##### Segmento del documento

Come tutte le opere benedette un successo immortale, pietre miliari nell’immaginario collettivo, Carmen è da sempre destinata a una serie di equivoci, che fin dalla sua prima rappresentazione all’Opéra-comique di Parigi del 3 marzo 1875 hanno costellato la sua ricezione nella cultura di massa. Fin dal genere in cui, con accorta dissimulazione, verrà presentata: opéra-comique, appunto, mentre si tratta a tutti gli effetti di una vicenda tragica.

Ancor più contrastante la tradizione critica, su cui peserà, paradossalmente, l’entusiasmo di Friedrich Nietzsche: l’opera, accusata al debutto proprio di “wagnerismo”, verrà utilizzata come vessillo dal tormentato genio nella sua polemica proprio contro il passato mentore. Ne Il Caso Wagner, che sancirà la rottura tra il filosofo e il compositore dopo “il tradimento” del Parsifal, Nietzsche esalterà “la gaiezza non francese o tedesca” dell’opera: “Sopra quest’opera la fatalità sta sospesa; la felicità di essa è corta, fulminea, e non conosce dilazioni”.

Eppure, parliamo dell’opera preferita da Gustav Mahler, il compositore che forse più consapevolmente ha raccolto l’eredità spirituale wagneriana.

Inoltre, la melodia più famosa dell’opera (strutturata in quattro “quadri” e tratta dal romanzo di Prosper Mérimée, su libretto di Henri Meilhac e Ludovic Halevy), ovvero la celeberrima Habanera, L’amour est un oiseau rebelle, è in realtà ripresa dal brano “El Arreglito” di Sebastián Yradier (compositore di un altro brano famosissimo, “La Paloma”).

Ancora una volta, la verità non è ciò che appare, il genio sfugge alle etichette: come scrive il grande Massimo Mila nel sempre prezioso libretto di scena del Teatro dell’Opera di Roma, siamo davanti a un’opera “stregata”, anche per il karma beffardo del compositore, che non vedrà mai il successo dell’opera, morendo prematuramente, straziato da una gelosia simile a quella di Don José per la protagonista.“Quella satanicità di Carmen, che lo scrittore aveva adombrato perfin nel nome (Carmen poesia, incantesimo, formula magica) e che i librettisti avevano dissipato nella loro spensieratezza operistica, Bizet la recuperò nella musica, pagando di persona e soggiacendo al fascino malefico della sua creatura”, scrive da par suo Mila, che, sviluppando una brillante intuizione di Paul Bekker, vede l’opera come un rovesciamento femminile del Don Giovanni mozartiano.

##########
##### Materiale fornito

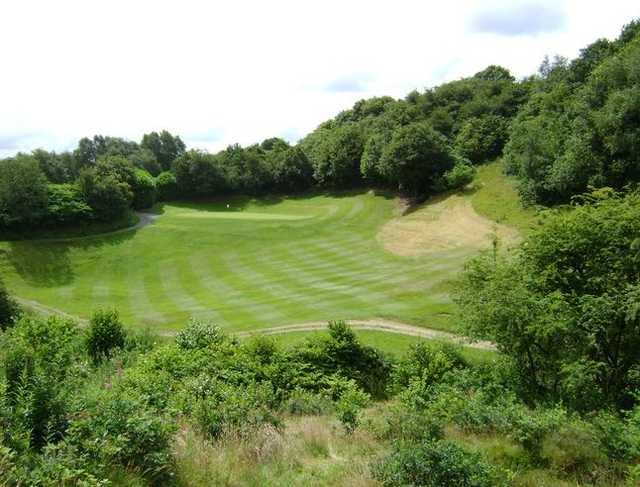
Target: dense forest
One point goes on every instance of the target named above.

##########
##### Materiale fornito

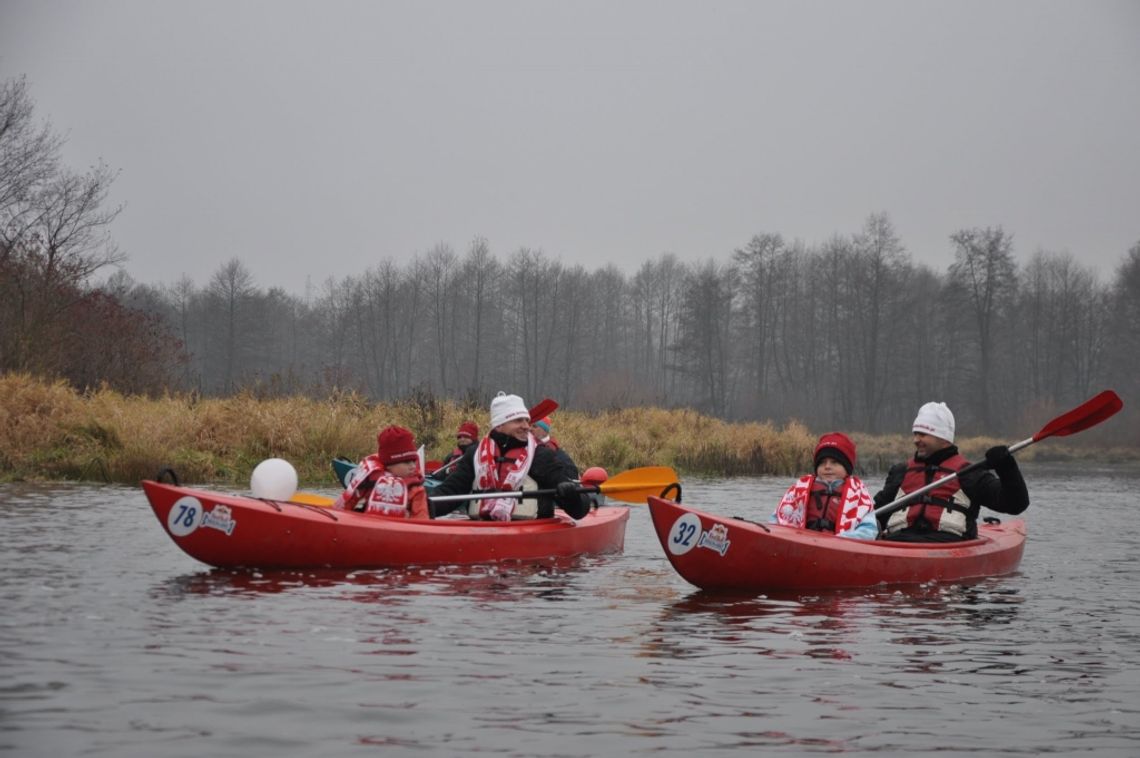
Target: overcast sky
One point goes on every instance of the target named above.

##########

§ Obiettivo dichiarato
Riprendi il testo sulla Carmen di Bizet e proseguilo subito dopo la sua ultima frase.

§ Risultato dell'esercizio
Venendo alla prima del Costanzi, innanzitutto interessante l’idea di recuperare le scene “post-sessantottine” di Guttuso dell’allestimento storico del 1970 (che a un appassionato della nona arte come il sottoscritto hanno ricordato la ligne claire alla Hergé). Ancora una volta mi riferisco alla competenza di Francesco Giudiceandrea, sul sito GB Opera: “Per questa ripresa il Teatro ha compiuto una imponente opera di ricostruzione delle scene andate perdute nei decenni intercorsi curata da Alessandro Nico basandosi sulle foto dell’epoca ed ha catalogato e in gran parte ricreato tutti gli oltre trecento costumi sopravvissuti grazie all’ottimo lavoro di Anna Biagiotti basato sui costumi stessi, sui bozzetti in bianco e nero oggetto di una pubblicazione e sull’unico bozzetto a colori esistente custodito presso la Fondazione Guttuso”.

La direzione di Wellber rivela profonda sensibilità unita a una spiccata personalità in scelte molto ardite, talvolta con spiazzante disinvoltura nelle improvvise accelerazioni (ed erano già stati cassati i recitativi di Guiraud!); sempre applausi per il coro del maestro Ciro Visco; Galle Arquez seducente per il perfetto physique du rôle di ammaliante sensualità, appare forse più belle dame sans merci che inquieta gitana; il Don José di Joshua Guerrero risulta forse un po’timido rispetto alla furia autodistruttiva del personaggio; incantevole Mariangela Sicilia, una Micaela commovente pur nella convenzionalità drammatica del personaggio; e poi, la classe cristallina di Erwin Schrott, toreador Escamillo di raro carisma, in grado con un gesto, un cenno, rapido e autorevole, di elettrizzare la platea.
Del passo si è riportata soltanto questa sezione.